## WORK TO COMPLETE
Collect every line of the listing below that contains the word "left".

[Records excerpted from a collection]
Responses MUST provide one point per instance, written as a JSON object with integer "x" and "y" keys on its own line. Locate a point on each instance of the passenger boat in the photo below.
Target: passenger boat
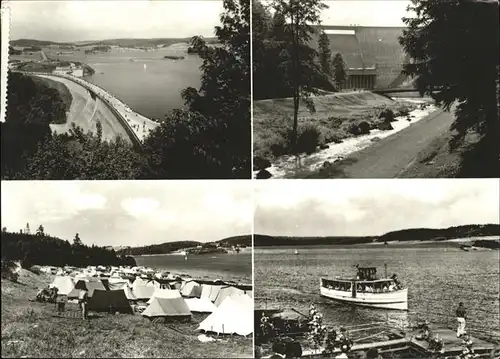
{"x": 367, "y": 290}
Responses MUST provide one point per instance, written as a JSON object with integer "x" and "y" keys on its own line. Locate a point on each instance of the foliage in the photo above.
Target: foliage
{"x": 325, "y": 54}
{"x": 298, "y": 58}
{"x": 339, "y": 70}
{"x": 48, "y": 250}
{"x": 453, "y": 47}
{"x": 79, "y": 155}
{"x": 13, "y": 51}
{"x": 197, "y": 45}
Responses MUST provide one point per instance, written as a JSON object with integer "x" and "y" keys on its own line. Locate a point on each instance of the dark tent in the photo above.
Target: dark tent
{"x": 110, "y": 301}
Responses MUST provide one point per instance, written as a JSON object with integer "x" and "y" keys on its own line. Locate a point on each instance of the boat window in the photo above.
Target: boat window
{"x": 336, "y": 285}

...

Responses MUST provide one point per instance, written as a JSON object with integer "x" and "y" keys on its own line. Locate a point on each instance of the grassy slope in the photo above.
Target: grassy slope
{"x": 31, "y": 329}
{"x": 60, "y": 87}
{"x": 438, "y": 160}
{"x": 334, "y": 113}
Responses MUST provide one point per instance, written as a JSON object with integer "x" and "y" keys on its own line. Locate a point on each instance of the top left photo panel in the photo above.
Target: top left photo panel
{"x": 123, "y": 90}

* * *

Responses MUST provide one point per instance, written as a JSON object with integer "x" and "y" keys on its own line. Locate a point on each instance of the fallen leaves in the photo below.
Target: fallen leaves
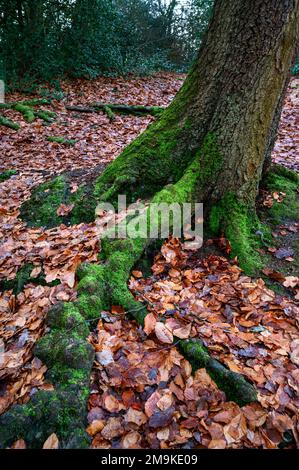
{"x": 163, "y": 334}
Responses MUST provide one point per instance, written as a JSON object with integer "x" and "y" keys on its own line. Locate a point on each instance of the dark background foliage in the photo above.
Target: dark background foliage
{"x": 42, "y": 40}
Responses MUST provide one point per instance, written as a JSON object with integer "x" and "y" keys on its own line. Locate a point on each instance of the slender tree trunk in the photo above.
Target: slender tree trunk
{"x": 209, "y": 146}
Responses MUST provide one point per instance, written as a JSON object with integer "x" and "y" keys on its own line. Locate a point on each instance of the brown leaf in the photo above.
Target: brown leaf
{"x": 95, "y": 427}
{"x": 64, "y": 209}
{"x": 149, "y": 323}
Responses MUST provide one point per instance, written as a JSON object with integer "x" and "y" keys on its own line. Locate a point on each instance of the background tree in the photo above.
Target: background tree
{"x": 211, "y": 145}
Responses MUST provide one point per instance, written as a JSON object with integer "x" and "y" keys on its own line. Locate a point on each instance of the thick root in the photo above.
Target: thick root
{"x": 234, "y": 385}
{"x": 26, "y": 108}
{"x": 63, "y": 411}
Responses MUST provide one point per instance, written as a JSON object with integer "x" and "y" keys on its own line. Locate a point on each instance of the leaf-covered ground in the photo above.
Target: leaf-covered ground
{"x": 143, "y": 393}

## ANSWER FOR THIS EXERCISE
Responses MUST provide one point per instance, written as a JSON object with integer "x" and "y" keys on its own line. Locate a point on each instance of the top left photo panel in the photo above.
Target: top left photo panel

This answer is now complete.